Coordinate annotation items

━━━━━━━━━━━━━━━━━━━━

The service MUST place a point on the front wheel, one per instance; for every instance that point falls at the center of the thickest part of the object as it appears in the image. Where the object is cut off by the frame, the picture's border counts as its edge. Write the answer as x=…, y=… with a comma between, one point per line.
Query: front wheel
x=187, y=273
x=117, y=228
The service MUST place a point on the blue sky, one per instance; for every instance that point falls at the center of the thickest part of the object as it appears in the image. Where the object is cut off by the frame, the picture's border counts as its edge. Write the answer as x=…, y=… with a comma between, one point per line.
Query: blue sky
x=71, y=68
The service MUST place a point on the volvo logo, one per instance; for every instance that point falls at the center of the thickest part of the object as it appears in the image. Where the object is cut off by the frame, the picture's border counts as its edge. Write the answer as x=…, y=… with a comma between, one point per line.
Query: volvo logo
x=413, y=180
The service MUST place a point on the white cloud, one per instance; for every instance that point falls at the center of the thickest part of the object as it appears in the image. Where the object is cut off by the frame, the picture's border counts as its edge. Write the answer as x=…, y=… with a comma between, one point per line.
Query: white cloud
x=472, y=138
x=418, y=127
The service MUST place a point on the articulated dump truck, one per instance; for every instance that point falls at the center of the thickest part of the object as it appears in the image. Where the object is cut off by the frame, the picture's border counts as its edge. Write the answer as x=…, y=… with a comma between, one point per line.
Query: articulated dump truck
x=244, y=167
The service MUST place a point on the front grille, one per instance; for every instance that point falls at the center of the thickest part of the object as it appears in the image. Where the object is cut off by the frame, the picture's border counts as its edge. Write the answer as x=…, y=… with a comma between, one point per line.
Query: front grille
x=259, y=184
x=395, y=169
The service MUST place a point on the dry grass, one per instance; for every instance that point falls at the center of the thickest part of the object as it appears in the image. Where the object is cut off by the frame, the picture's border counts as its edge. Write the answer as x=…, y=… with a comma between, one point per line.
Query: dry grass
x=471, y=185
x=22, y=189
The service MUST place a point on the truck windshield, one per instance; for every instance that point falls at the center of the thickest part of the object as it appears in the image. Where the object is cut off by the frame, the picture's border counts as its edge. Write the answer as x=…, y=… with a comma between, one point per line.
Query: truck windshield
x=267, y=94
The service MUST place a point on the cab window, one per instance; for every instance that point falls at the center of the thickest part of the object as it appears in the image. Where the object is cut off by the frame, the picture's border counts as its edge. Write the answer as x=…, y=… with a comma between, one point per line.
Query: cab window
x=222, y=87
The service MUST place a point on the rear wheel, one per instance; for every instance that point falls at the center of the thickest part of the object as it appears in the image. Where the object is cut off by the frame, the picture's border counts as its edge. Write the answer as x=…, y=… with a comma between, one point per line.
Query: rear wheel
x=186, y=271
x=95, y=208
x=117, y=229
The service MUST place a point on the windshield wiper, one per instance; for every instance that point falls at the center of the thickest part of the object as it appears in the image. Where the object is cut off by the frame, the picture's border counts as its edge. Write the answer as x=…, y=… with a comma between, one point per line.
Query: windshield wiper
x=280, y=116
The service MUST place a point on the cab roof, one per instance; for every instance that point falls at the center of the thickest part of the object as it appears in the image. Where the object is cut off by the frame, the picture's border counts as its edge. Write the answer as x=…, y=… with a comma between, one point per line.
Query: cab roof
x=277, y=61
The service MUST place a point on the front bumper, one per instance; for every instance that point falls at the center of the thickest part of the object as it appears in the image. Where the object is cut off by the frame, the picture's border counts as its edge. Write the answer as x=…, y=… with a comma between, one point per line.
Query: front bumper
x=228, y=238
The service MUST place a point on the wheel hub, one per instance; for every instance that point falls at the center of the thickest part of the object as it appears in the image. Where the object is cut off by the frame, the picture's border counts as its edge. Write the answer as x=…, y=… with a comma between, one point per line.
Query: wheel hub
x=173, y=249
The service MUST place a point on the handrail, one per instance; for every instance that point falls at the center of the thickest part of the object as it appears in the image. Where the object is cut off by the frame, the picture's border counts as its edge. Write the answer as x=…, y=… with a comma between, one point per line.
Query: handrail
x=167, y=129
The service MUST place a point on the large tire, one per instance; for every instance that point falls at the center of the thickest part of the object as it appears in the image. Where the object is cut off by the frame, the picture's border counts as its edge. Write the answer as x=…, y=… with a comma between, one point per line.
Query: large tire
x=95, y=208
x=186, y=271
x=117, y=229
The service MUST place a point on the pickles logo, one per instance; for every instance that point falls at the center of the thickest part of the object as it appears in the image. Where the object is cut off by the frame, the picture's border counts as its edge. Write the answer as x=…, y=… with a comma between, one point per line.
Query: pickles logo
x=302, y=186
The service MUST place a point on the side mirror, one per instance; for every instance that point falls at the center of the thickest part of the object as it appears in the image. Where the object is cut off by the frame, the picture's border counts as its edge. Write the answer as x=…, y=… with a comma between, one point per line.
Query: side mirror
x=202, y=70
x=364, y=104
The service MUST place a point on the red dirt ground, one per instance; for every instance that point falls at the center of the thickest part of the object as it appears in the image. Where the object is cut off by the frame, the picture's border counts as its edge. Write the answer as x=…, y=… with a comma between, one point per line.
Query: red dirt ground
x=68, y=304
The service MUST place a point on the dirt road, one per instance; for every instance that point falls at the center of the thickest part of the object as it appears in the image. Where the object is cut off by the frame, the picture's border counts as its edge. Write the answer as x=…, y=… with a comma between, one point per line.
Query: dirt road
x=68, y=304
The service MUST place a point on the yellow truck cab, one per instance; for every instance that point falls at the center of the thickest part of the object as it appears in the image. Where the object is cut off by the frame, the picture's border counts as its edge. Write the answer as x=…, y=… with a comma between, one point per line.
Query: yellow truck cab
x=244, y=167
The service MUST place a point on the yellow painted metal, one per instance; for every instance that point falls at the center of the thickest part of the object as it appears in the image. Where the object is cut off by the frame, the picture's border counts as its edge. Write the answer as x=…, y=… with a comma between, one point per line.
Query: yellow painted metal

━━━━━━━━━━━━━━━━━━━━

**Your instructions:** Reproduce all of the items above, substituting "widest part" for every occurrence of "thickest part" and leaving everything else unchanged.

**Output for this task:**
The service MUST place a point on the front wheel, one per instance; for every instance that point falls at the center of the widest part of the object as it appears in the image. Where the object is cut off by the frame, the picture's border counts as its edge. Write the answer as x=…, y=… with a comma between, one point per line.
Query: front wheel
x=187, y=273
x=117, y=228
The service MUST place a point on the blue sky, one per instance; for every instance that point falls at the center of the widest part of the object as it appears in the image. Where the object is cut off by the frame, the picture's border counts as its edge. Write the answer as x=…, y=… with a comma between, one point per line.
Query: blue sky
x=71, y=68
The service MUST place a point on the volvo logo, one per instance; for every instance that point falls at the center of the widest part of the object as it appears in the image. Where the object is cut off by the frame, the picture's border counts as its edge. Write the answer as x=…, y=… with a comma between, one point per line.
Query: volvo logo
x=413, y=180
The service MUST place a point on the white cloud, one per instance; for every instance that point falls at the center of the widest part of the object as it appears in the image. Where the object is cut off by the frame, the picture's border counts as its edge. Write the answer as x=…, y=… with a comma between, one point per line.
Query: white cloud
x=472, y=138
x=418, y=127
The service MUST place a point on the articulated dump truck, one per instance; for every instance that point falls at the center of the widest part of the object as it appears in the image. Where the object is cut off by the frame, the picture's border counts as its edge. Write the answer as x=…, y=… with a comma between, one point per line.
Query: articulated dump truck
x=244, y=167
The service MUST place a point on the front grille, one per instance; for every instance that point falls at the center of the widest part of the object as it appears in the image. Where the object is cut off by the frame, the picture's border counts as its edge. Write the answer as x=…, y=… with a comma between, one point per line.
Query: front grille
x=259, y=184
x=395, y=169
The service MUST place a point on the dry grass, one per instance; for every instance that point falls at the center of the widest part of the object as it appears in the image. Where the object is cut off by the frame, the picture's border counts as its edge. Write the answer as x=…, y=… with a comma between, one point per line.
Query: dry grass
x=471, y=185
x=22, y=189
The service MUST place a point on the truck windshield, one per instance; for every instance that point falls at the center of the widest part of the object as it appears in the image. Where the object is cut off by the frame, the picture's border counts as its edge. Write the answer as x=…, y=… with a comma between, one point per line.
Query: truck windshield
x=267, y=94
The service MUST place a point on the cab window, one per instance; for every instance that point falls at the center of the widest part of the object as it appears in the image. Where the object is cut off by the frame, the picture's border counts as its edge. Write the answer as x=…, y=… with a comma between, one point per line.
Query: cab window
x=222, y=87
The service MUST place a point on the rear wheel, one per instance; for every instance that point falls at the center of the widest part of the object as it appears in the image. Where the object is cut off by the frame, the picture's border counts as its edge. Write the answer as x=…, y=… with a comma between, one point per line.
Query: rear wheel
x=186, y=271
x=95, y=208
x=117, y=229
The service MUST place a point on the windshield wiper, one per instance; for every instance that point falls at the center of the widest part of the object as it appears in the image. Where the object is cut off by the frame, the picture's border counts as its edge. Write the answer as x=…, y=… with a comma between, one point per line.
Query: windshield wiper
x=280, y=116
The service MUST place a point on the cab roof, one per instance; for every instance that point falls at the center of the widest part of the object as it appears in the image. Where the object is cut off by the frame, the picture's border counts as its edge. Write the answer as x=…, y=… with a comma between, one point per line.
Query: cab roof
x=277, y=61
The service MUST place a point on the front bumper, one per instance; for every instance that point falls at the center of the widest part of the object as it appears in the image. Where the object is cut off by the frame, the picture's border counts as its edge. Write the answer as x=…, y=… with a comma between, one point per line.
Query: front bumper
x=228, y=238
The service MUST place a point on the wheel hub, one per instance; for every instance that point falls at the center of the widest part of the object as it appears in the image. Where the object is cut off by the frame, the picture's border counts as its edge. Write the answer as x=…, y=… with a comma between, one point per line.
Query: wheel hub
x=173, y=249
The service MUST place a point on the handrail, one per instance; for every instance that point falls at the center of the widest part of the object as it appears in the image. Where the object is cut off by the frame, the picture's border counts as its edge. Write the answer as x=…, y=… with a comma between, one point per line.
Query: handrail
x=167, y=129
The service MUST place a point on the large tire, one per instance; for every instance that point falls at the center of the widest part of the object as it appears in the image. Where the object is cut off by the frame, the picture's border counts as its edge. Write the answer as x=…, y=… with a comma between, one point per line.
Query: large tire
x=95, y=208
x=186, y=271
x=117, y=229
The service MUST place a point on the pickles logo, one per instance; for every instance that point falls at the center of the widest part of the object as it appears in the image. Where the object is cut off by the frame, the picture's border counts as its edge. Write the answer as x=…, y=… with a comma between, one point per line.
Query: pickles logo
x=302, y=186
The service MUST place a point on the side mirror, one per instance; for every instance that point falls at the center of the widest part of the object as it appears in the image. Where the object is cut off by the frame, the picture's border counts as its edge. Write the answer as x=…, y=… with a comma between, one point per line.
Query: side mirror
x=202, y=70
x=364, y=104
The service MUST place a point on the red dirt ground, one per instance; for every instance that point falls at the center of the widest part of the object as it appears in the image. Where the object is cut off by the frame, the picture's border counts as its edge. Write the answer as x=…, y=… with a comma between, one point per line.
Query: red dirt ground
x=68, y=304
The service MUST place a point on the dirt road, one per instance; for every instance that point falls at the center of the widest part of the object as it appears in the image. Where the object is cut off by the frame, the picture's border counts as its edge. Write the answer as x=…, y=… with a comma between, one point per line.
Query: dirt road
x=68, y=304
The service MUST place a point on the yellow truck cab, one per instance; for every instance that point falls at the center of the widest part of the object as it appears in the image. Where the object is cut off by the frame, the picture's border counts as its edge. Write the answer as x=…, y=… with a comma between, one point per line.
Query: yellow truck cab
x=244, y=167
The service MUST place a point on the yellow painted metal, one per instance; for every instance that point falls at the center of the widest part of the object as it appears in the image. Where the object is cut off by the frame, the picture's border counts as its edge. Write the answer as x=…, y=… with a comma between, one point per line.
Query: yellow painted metal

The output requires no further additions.